>>>
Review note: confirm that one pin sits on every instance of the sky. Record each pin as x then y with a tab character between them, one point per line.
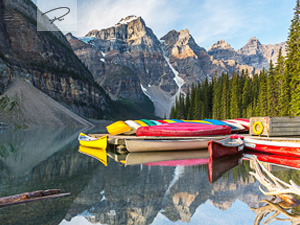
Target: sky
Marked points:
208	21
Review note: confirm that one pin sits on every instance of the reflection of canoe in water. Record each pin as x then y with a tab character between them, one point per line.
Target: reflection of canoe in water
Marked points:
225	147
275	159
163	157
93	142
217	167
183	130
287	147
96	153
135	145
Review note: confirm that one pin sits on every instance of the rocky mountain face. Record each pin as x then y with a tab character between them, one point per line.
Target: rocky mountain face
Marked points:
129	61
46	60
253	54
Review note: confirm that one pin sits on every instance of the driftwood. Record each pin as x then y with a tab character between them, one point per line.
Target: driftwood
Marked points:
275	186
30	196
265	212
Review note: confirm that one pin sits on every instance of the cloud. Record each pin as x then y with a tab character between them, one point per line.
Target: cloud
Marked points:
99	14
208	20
<<<
>>>
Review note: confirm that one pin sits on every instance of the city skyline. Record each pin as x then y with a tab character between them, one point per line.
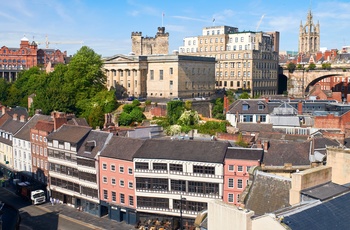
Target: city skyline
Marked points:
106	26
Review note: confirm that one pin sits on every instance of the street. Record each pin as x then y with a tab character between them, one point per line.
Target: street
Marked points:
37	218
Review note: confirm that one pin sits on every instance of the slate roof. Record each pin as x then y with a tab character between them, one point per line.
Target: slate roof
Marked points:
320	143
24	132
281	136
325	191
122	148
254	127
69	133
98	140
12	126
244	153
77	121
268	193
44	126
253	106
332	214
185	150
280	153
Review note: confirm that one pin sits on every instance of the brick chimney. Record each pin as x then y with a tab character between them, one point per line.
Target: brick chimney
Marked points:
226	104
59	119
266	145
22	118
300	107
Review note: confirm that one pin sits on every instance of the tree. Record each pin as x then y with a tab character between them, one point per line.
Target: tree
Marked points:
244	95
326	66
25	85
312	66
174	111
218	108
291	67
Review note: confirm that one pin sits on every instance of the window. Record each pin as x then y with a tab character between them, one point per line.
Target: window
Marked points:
<<<
>>>
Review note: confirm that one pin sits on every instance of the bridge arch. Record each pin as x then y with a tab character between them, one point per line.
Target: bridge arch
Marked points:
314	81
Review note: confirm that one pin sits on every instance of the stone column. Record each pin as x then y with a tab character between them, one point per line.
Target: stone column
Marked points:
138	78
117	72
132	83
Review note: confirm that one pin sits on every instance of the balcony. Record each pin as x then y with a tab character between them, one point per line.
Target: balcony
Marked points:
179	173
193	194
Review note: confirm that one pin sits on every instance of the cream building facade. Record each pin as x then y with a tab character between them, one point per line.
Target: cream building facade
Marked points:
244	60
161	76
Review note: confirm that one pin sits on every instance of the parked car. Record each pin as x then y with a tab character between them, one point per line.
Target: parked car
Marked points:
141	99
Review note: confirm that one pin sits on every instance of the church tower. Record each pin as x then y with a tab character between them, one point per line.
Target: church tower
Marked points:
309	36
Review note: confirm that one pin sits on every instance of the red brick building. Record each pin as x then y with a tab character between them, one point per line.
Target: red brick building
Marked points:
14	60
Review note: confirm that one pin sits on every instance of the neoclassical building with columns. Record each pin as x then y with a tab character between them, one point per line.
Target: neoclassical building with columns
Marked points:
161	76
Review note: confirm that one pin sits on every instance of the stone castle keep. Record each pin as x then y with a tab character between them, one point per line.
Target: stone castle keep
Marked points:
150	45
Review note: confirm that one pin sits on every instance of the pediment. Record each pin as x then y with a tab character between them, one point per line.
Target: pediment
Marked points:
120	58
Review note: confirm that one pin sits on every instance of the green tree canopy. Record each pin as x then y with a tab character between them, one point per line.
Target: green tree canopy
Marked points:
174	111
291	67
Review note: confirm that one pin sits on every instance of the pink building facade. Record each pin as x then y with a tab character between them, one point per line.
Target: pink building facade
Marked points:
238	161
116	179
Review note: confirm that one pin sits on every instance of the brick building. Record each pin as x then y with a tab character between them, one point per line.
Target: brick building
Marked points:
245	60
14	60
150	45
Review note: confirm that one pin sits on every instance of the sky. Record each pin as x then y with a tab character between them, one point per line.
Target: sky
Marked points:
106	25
<<<
Aim |
Find every line in the data above that contains the string "arch" and copy each one out in full.

Output |
Review note: confirm that one pin sits on every instance of the bridge arch. Record each pin as x then y with a tab character between them, one point per line.
Target: bridge arch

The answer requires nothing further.